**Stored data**
* begin *
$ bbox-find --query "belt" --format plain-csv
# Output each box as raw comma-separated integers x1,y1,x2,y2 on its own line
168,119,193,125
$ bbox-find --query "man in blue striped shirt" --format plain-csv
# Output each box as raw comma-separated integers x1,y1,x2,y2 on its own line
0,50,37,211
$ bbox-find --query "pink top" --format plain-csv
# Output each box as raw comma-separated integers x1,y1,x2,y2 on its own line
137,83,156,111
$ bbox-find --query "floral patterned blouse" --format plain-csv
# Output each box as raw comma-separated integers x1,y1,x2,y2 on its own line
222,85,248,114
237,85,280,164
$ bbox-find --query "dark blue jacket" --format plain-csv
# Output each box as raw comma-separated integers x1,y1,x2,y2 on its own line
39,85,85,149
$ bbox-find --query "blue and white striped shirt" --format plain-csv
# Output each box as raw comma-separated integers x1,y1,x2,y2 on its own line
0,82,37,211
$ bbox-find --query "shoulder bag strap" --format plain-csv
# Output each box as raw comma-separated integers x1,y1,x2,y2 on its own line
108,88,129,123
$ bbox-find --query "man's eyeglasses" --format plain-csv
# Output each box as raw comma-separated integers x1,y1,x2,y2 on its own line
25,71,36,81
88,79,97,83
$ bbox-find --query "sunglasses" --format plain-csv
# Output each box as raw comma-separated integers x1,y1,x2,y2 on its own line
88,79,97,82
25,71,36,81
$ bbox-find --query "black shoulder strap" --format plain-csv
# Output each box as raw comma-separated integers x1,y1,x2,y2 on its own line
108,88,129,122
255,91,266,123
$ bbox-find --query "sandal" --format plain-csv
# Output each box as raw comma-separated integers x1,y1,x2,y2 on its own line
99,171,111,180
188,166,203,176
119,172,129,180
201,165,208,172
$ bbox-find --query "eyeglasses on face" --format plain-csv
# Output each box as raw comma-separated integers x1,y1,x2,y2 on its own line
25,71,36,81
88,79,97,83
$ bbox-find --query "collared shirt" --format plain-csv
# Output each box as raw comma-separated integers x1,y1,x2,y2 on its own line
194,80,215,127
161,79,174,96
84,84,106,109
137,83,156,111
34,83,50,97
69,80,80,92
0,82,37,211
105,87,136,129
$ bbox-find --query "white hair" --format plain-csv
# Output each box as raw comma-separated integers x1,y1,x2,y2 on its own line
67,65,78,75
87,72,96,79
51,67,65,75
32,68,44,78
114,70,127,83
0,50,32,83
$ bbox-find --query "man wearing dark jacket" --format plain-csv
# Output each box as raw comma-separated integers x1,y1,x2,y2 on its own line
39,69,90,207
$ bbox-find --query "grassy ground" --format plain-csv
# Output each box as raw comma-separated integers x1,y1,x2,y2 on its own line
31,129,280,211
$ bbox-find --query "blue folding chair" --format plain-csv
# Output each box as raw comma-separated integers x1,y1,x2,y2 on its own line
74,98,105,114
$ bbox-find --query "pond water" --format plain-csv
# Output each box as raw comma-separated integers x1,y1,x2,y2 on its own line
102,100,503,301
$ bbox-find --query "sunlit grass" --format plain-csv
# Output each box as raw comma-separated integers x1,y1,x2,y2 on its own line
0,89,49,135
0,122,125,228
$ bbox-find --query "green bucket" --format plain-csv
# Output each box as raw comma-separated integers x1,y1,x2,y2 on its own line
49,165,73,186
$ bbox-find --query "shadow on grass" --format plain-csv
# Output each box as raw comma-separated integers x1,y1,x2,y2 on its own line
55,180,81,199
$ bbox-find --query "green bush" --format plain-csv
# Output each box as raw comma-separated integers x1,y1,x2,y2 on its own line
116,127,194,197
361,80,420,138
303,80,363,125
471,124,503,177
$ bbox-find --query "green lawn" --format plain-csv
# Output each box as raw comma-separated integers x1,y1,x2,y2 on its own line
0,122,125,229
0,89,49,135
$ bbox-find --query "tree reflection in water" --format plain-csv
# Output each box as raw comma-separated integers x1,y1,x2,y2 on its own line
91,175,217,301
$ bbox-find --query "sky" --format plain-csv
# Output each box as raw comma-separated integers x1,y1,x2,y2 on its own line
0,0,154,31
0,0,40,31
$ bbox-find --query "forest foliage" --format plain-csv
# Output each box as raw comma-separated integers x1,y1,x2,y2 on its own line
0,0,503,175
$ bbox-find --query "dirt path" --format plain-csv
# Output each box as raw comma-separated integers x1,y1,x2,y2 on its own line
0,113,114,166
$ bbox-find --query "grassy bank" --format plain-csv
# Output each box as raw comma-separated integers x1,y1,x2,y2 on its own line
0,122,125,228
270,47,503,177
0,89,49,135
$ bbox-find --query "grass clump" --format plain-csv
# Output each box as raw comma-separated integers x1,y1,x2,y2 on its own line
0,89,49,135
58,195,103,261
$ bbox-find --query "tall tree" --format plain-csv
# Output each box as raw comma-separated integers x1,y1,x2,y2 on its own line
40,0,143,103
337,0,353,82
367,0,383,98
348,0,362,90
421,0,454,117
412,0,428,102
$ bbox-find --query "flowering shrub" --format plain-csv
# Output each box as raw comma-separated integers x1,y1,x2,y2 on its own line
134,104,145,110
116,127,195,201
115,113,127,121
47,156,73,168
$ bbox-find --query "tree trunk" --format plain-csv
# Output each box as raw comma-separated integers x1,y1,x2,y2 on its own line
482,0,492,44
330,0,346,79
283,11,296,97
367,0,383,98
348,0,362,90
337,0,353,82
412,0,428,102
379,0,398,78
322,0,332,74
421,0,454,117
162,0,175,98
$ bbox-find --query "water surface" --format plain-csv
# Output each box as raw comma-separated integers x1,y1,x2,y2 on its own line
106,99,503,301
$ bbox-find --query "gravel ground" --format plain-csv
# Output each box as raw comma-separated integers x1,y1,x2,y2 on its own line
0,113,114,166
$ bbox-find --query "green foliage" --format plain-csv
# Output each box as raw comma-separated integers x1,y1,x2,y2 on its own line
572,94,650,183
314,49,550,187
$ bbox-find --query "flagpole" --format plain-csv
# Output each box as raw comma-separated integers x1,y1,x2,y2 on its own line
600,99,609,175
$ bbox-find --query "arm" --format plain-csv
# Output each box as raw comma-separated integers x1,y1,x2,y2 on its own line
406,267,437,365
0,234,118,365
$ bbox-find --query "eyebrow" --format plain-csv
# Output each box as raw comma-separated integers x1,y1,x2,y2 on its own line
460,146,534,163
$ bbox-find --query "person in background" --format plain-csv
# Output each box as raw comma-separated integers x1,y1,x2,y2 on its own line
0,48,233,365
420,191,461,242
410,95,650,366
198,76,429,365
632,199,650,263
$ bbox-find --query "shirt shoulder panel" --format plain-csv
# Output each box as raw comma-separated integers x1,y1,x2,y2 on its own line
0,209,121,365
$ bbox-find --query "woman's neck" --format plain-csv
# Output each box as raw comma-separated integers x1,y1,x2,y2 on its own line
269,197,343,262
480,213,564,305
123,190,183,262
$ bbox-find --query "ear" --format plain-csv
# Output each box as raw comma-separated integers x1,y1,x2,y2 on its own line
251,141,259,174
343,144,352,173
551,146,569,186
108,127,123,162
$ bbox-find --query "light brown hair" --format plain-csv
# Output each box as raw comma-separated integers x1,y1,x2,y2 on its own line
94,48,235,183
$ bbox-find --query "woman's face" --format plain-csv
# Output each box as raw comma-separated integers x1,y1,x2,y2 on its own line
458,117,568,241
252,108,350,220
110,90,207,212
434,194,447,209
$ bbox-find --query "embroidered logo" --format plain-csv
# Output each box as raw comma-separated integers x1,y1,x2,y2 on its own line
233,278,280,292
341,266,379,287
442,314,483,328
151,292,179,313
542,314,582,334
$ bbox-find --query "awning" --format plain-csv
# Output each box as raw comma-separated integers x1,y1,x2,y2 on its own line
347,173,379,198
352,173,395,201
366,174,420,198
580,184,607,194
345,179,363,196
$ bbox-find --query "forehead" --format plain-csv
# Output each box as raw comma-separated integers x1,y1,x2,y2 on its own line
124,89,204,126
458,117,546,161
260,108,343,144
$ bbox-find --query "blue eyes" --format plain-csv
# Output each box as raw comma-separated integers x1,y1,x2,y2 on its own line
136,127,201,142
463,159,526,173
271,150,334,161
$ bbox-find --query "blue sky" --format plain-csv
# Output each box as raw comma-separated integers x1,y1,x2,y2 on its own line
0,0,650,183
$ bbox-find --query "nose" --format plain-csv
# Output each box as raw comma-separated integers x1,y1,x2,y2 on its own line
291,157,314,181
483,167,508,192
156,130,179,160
* end *
Can you write out everything from the top of the records down to the line containing "255,91,266,123", requests included, with each box coordinate in the answers multiplied by 1.65 and rounded to a whole number, halves rounded up?

$ bbox-find --query "belt" --format plain-csv
# Output each box as raw comma-separated integers x1,y1,x2,y2 on its own line
277,196,318,206
$ bbox-find --query "man in blue striped shirt" --format plain-csv
# Output each box as raw comma-separated integers x1,y1,x2,y2 on its own line
0,83,61,348
$ bbox-find --query "pink top" --format plain-csv
# Output each box as raw comma-separated integers x1,y1,x2,y2 on its own line
226,137,257,183
$ bbox-find --query "floral patterned blouse" --format plain-csv
# Output each box as raw comma-separated integers x1,y1,x2,y2 on its own line
366,140,409,188
391,140,462,271
$ bbox-find --query "dark blue jacket" --format plain-csv
# Output each box as raw comma-separated integers x1,y1,x2,y2 on its own line
64,140,140,246
$ bbox-find --query "blue and white striped shirt" --format plain-csv
# Output each box as raw comma-separated integers x1,y1,x2,y2 on its own line
0,135,61,348
$ bbox-find --query "shoulder bag strap" --format plain-csv
# Output each box as raw comma-separated integers x1,y1,x2,y2 on its own line
178,145,213,203
$ bbox-find --query "man's eyeglasses" --format plain-csv
# Output each box as raw comma-separated integers x1,y1,x2,y2 on its own line
41,117,59,134
145,130,160,137
$ bbox-find --query "sunglasses" --format plain-csv
# Output each box as raw comma-separated integers x1,y1,x2,y2 on its own line
145,130,160,135
41,117,59,134
$ bbox-find --query "black shoulder strap" --format plain-csv
# Output each box as raw comma-separated integers x1,y1,x2,y2 on its own line
178,145,213,201
421,150,439,203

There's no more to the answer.